The records below need to be repeated exactly, though not their pictures.

***** Supplied data *****

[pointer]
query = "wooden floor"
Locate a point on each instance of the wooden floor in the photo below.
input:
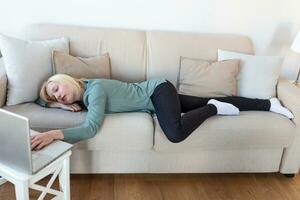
(273, 186)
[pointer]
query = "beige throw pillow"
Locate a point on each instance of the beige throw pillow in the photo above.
(208, 79)
(78, 67)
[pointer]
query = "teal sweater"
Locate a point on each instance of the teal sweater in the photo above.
(109, 96)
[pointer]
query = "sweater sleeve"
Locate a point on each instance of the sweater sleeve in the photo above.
(94, 118)
(41, 102)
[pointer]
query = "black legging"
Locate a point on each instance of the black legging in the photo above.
(169, 105)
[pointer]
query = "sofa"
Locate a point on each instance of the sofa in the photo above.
(133, 142)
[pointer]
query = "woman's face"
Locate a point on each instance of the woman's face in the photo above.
(63, 93)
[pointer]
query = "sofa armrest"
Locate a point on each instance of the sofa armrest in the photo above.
(289, 95)
(3, 83)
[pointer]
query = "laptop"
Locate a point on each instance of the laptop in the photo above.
(15, 147)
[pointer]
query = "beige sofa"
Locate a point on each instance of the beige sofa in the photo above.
(132, 142)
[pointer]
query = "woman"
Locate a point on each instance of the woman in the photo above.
(158, 96)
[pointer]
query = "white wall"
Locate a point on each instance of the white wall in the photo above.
(271, 24)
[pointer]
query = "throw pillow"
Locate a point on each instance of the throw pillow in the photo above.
(207, 79)
(78, 67)
(27, 65)
(258, 74)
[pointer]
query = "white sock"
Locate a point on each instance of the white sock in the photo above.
(278, 108)
(224, 108)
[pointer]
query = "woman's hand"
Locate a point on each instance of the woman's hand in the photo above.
(41, 140)
(71, 107)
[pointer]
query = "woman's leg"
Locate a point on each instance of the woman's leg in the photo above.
(168, 111)
(242, 103)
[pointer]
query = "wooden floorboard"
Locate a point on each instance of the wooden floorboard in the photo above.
(265, 186)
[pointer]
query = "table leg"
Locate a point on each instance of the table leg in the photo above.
(64, 179)
(22, 190)
(2, 181)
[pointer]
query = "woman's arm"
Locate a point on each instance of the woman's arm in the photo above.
(71, 107)
(43, 139)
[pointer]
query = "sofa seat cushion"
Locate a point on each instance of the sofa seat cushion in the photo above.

*****

→ Answer to this problem
[pointer]
query = "wooden floor"
Locate a point on each instance of the wooden floor in the photo below.
input:
(273, 186)
[pointer]
query = "beige throw pillow"
Locate a point on each instance of the beige throw pillow in the photo above.
(208, 79)
(78, 67)
[pointer]
query = "teal sweater"
Locate a point on each instance of the teal sweater in the photo above.
(109, 96)
[pointer]
query = "sweater sleeve"
Locate a point on each instance of the sweater sleeve in the photo above.
(94, 118)
(41, 102)
[pointer]
query = "black legging"
Locate a point on each instance of the black legging in the photo above.
(169, 105)
[pointer]
query = "sofa"
Locate a point on each instance of the sofa in the photo above.
(133, 142)
[pointer]
query = "woman's face"
Locate a point on each instance of the woman's face in the photo above.
(63, 93)
[pointer]
query = "sofa armrest"
Locate a point on each instance of the sofa armrest in the photo above.
(289, 95)
(3, 83)
[pointer]
query = "laptop"
Locate a point on each instance of the laptop in the photo above.
(15, 147)
[pointer]
query = "beige sofa"
Locate a point on each instance of the beige sofa in the photo above.
(132, 142)
[pointer]
query = "woman"
Locate a point on each instance of the woman in the photo above.
(158, 96)
[pointer]
query = "white wall"
Locate a point on each instance of the white wall in the photo above.
(271, 24)
[pointer]
query = "throw pillow"
Locate a point on each instance of the throw pillow in the photo above.
(207, 79)
(78, 67)
(27, 65)
(258, 74)
[pointer]
query = "white sock"
Locate a point on each instance of the white sock in the photo above.
(278, 108)
(224, 108)
[pointer]
query = "woman's hand"
Locate a point on each instance of the woman's hand in the photo above.
(41, 140)
(71, 107)
[pointer]
query = "woman's leg"
Locate a point on each instance of the woman's leg in the photo above.
(168, 111)
(242, 103)
[pointer]
query = "wooden floorboard"
Locate a point on each instance of the wooden floorboard in the photo above.
(265, 186)
[pointer]
query = "table leg"
Locate a point on each instance of the table leg in the photo above.
(64, 179)
(22, 190)
(2, 181)
[pointer]
query = "woman's arm"
Locate a point on each instance of the woman's arm in the photo above.
(71, 107)
(43, 139)
[pointer]
query = "sofa seat cushion"
Locate a point on each instance of the sofa seat cushion in the photo above.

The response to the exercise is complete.